[Photo-based referring expression data]
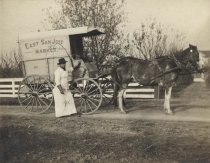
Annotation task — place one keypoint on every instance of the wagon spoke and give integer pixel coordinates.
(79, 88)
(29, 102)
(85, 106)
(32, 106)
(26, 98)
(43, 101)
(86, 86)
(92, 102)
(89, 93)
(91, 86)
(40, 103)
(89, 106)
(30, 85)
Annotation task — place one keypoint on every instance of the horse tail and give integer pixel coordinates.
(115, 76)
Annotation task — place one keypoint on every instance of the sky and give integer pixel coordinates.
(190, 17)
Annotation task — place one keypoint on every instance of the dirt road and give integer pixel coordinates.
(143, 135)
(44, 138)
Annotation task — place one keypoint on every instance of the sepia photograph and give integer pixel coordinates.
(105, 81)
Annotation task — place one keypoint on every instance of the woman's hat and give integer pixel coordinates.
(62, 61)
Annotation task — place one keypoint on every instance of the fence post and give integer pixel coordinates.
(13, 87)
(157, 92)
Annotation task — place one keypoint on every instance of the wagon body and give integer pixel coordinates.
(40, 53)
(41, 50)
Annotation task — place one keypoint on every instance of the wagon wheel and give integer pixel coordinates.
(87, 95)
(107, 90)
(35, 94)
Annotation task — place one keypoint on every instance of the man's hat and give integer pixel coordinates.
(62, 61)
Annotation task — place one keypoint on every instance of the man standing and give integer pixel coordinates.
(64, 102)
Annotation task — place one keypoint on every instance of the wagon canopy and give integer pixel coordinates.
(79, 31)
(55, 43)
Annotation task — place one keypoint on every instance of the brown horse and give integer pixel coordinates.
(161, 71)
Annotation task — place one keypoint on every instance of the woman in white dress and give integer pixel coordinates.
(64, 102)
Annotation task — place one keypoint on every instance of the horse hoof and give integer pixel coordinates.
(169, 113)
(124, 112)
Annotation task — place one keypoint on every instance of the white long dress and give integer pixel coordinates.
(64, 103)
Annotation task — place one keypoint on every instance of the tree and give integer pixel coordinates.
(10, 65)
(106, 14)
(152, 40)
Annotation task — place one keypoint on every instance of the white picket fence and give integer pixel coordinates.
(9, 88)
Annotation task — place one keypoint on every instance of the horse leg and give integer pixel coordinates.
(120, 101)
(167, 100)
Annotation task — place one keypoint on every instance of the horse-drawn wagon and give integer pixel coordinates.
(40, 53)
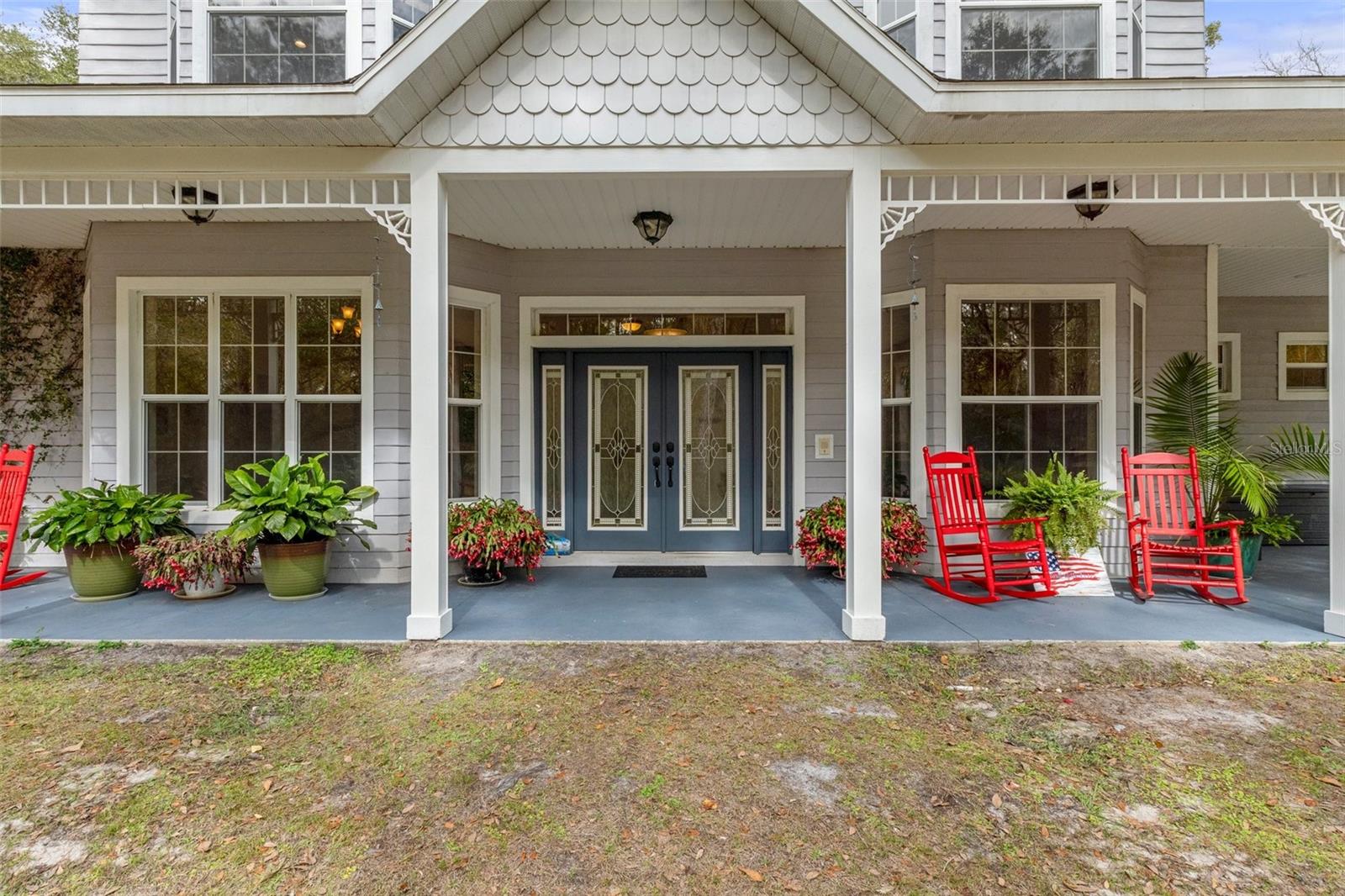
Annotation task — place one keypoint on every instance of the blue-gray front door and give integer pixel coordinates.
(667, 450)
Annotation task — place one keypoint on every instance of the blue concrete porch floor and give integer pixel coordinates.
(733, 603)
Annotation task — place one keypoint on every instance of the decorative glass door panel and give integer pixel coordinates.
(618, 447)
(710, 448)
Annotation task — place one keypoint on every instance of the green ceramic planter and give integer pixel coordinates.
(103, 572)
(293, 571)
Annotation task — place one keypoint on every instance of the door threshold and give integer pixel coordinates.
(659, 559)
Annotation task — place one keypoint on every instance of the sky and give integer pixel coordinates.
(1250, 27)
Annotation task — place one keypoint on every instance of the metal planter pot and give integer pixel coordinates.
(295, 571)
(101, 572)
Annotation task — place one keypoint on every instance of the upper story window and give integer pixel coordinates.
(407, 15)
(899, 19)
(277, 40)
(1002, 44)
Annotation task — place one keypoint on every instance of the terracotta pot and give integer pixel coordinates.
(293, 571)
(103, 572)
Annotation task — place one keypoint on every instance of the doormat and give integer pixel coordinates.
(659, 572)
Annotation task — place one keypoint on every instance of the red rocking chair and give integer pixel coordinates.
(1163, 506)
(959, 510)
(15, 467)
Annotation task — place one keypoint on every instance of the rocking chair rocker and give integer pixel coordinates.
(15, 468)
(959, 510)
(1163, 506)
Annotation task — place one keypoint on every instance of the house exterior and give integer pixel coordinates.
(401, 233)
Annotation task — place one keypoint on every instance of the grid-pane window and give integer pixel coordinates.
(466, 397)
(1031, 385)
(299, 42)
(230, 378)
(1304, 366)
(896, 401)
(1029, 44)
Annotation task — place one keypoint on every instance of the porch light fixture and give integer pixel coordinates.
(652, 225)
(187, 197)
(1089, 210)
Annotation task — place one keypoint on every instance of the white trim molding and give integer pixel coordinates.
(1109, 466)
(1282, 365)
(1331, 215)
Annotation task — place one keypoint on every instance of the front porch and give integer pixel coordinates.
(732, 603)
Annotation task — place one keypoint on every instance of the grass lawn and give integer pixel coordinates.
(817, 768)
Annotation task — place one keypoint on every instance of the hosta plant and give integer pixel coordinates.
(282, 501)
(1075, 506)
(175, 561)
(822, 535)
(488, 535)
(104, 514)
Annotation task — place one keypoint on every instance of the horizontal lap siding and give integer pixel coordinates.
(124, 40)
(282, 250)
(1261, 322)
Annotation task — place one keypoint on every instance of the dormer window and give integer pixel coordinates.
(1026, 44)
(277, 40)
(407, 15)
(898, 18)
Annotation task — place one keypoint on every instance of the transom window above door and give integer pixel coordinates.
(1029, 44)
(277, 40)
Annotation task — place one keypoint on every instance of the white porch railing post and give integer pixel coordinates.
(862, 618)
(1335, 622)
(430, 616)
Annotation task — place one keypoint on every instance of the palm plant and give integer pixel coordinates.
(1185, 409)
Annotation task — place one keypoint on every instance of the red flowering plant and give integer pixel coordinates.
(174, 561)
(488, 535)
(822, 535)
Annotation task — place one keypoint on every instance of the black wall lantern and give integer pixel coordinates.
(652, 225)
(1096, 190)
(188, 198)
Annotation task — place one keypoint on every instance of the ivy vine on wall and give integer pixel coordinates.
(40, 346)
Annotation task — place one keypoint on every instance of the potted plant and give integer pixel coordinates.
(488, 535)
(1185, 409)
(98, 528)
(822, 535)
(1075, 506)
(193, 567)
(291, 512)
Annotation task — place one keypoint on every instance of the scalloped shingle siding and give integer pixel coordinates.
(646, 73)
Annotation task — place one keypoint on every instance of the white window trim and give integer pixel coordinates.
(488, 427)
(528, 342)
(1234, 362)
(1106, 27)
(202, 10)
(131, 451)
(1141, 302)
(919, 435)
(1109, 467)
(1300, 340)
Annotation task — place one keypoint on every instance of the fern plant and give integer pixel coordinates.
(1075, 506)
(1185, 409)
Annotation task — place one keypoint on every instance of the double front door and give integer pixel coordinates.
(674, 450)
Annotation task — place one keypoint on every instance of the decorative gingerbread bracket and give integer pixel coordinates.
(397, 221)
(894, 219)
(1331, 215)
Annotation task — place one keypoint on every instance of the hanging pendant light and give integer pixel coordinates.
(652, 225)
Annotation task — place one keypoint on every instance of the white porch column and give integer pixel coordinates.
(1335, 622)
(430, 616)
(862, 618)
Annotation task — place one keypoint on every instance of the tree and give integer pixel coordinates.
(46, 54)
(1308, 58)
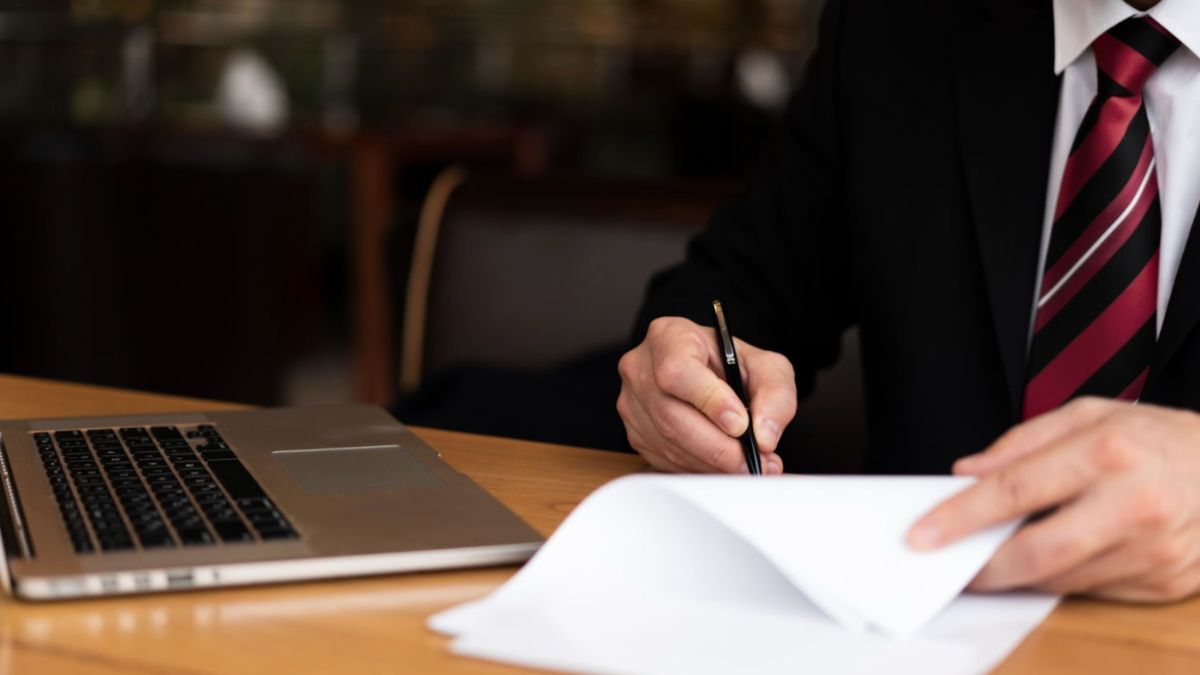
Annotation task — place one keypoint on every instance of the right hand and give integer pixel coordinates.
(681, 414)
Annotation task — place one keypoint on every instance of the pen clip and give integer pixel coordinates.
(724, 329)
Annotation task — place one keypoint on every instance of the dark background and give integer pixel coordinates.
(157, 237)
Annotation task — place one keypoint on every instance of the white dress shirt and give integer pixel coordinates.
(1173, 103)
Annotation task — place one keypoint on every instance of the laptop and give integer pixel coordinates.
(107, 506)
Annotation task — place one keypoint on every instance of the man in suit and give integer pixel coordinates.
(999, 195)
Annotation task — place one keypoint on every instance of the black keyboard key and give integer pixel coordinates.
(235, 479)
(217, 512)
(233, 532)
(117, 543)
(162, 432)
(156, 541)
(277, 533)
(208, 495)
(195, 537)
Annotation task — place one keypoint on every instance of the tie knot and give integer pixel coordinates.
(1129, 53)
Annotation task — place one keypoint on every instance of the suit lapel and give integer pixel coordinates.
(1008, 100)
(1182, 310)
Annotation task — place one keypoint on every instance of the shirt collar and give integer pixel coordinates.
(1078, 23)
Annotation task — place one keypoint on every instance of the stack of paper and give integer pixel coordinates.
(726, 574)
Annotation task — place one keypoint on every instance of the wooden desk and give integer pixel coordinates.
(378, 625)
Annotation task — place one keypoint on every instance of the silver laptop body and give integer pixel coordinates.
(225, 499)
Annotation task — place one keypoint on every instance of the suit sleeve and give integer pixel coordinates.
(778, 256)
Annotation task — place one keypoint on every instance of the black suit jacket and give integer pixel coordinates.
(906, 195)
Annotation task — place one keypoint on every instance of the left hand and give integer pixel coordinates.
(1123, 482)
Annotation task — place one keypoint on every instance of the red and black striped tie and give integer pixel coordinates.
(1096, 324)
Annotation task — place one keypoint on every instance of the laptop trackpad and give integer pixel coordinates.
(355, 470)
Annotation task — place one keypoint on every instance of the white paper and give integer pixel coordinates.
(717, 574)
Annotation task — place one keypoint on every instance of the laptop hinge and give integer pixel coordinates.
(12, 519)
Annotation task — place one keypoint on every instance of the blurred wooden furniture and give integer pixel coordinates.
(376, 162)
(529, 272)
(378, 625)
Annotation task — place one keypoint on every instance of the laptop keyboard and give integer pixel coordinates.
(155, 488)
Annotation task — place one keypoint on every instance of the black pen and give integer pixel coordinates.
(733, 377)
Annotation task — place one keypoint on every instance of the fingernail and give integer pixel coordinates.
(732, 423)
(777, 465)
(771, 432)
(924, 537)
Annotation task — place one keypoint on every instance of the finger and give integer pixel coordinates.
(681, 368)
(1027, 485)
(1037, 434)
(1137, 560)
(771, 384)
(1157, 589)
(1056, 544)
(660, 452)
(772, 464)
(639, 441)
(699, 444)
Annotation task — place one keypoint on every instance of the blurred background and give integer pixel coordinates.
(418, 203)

Aim of the exercise: Output exactly, and only, the lines running from the one that contains "pen and give integer pixel coordinates." through the last line of the entries above.

Exercise response:
Annotation task — place one keypoint on every instance of the black pen and give integer pixel coordinates.
(733, 377)
Annotation task — place one keypoint on every instance of the fingernail and give integer pixel coordinates.
(732, 423)
(777, 465)
(771, 432)
(924, 537)
Annotation task — place one keypoint on every instance of the finger and give integer pixel coordinates.
(681, 368)
(1027, 485)
(1037, 434)
(1137, 560)
(771, 384)
(1157, 589)
(1056, 544)
(660, 452)
(772, 464)
(639, 441)
(699, 444)
Annotation task — place one keypoint on every instance of the blurred background and give integer pixel coordinates.
(418, 203)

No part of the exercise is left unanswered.